**Consigne**
Résumez l'article sur Ensor en deux phrases.
====== Extrait de page ======
• Ensor

    Au musée d’Orsay

    Un ange du Bizarre

    Présent, 12 déc. 09

    James Ensor est un peintre belge qui a vécu de 1860 à 1949, mais dont la carrière s’arrête dans les années 1900 lorsque, dégoûté par l’incompréhension, il abandonne la pratique de la peinture. La monographie que lui consacre le musée d’Orsay permet d’avoir une idée complète d’une œuvre originale, qui dérouta.

    Belge, Ensor est d’abord d’Ostende. Il y naît, y vit, y meurt. Seules trois années sont bruxelloises, les années d’étude à l’Académie des Beaux Arts (1877-1880). A Ostende, il mène une vie retirée. Son atelier exigu est situé dans la maison familiale. Au rez-de-chaussée, tenue par sa grand-mère puis sa mère, la boutique de curiosités : une accumulation de coquillages, d’animaux marins, de monstres. L’étrangeté des formes, des couleurs, les reflets, marquèrent le jeune Ensor, et l’inspirèrent quand il devint peintre.

    Pour s’aérer, les cieux surmarins d’Ostende, leur immensité, la lumière, qu’avec la présomption de ses vingt ans il crut être le premier à comprendre. Ensor a peint des ciels étonnants dans lesquels l’influence de Turner est mesurable : ciel orageux, explosif, de La tour de Lisseweghe (1890) ; ciel de feu ruisselant jusqu’au sol pour Le domaine d’Arnheim (1890), référence à Edgar Poe, tant aimé des années symbolistes, dont s’est inspiré Ensor pour des dessins liés à la veine gothique de l’écrivain américain (La vengeance de Hop-Frog, dessin).

    De retour de Bruxelles, il abandonne « le travail pondéré et rassis » de l’Académie, « boîte à myopes ». Il peint de grandes toiles, à la matière lourde, mate, des toiles étudiées, construites, qui ont au-delà de ces caractéristiques, une qualité : celle de restituer une ambiance. Parmi autres intérieurs, L’après-midi à Ostende (1881), écho d’Une après-dînée à Ornans de Courbet admirée au musée de Lille : deux femmes prenant le thé dans la pénombre d’un salon chargé. Ce serait presque étouffant si la paix ne prédominait. L’éclairage est indirect, quelques lumières sur un chemisier.

    La mangeuse d’huîtres (1882) appartient à la même veine solide. Ensor y montre qu’il est peintre de scène de genre autant que de nature morte : la table bourgeoisement chargée de vaisselles est prétexte à un déploiement de reflets. Le tableau fut refusé au Salon d’Anvers. De là date la rupture d’Ensor avec tout ce qui se rattache à l’académique. Il participe à la création du groupe des XX, où se rassemblent les artistes en rupture de ban, parmi lesquels Henry de Groux, Félicien Rops, Fernand Khnopff, Léon Spilliaert. (Ce dernier, autre reclus ostendais, de vingt ans le cadet d’Ensor : ils ont en commun l’étrangeté des lumières, les paysages dégagés et angoissants, la passion de l’autoportrait.)
====== Données collectées ======
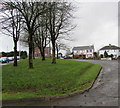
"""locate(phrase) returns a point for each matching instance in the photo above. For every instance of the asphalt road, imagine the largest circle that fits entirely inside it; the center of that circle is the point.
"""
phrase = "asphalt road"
(103, 93)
======
**Réponse finale**
James Ensor, peintre belge (1860-1949) né, vivant et mort à Ostende, cesse de peindre dans les années 1900, dégoûté par l'incompréhension, et le musée d'Orsay lui consacre une monographie. Inspiré par la boutique de curiosités familiale et les ciels d'Ostende, il rompt avec l'académisme après le refus de La mangeuse d'huîtres au Salon d'Anvers et participe à la création du groupe des XX.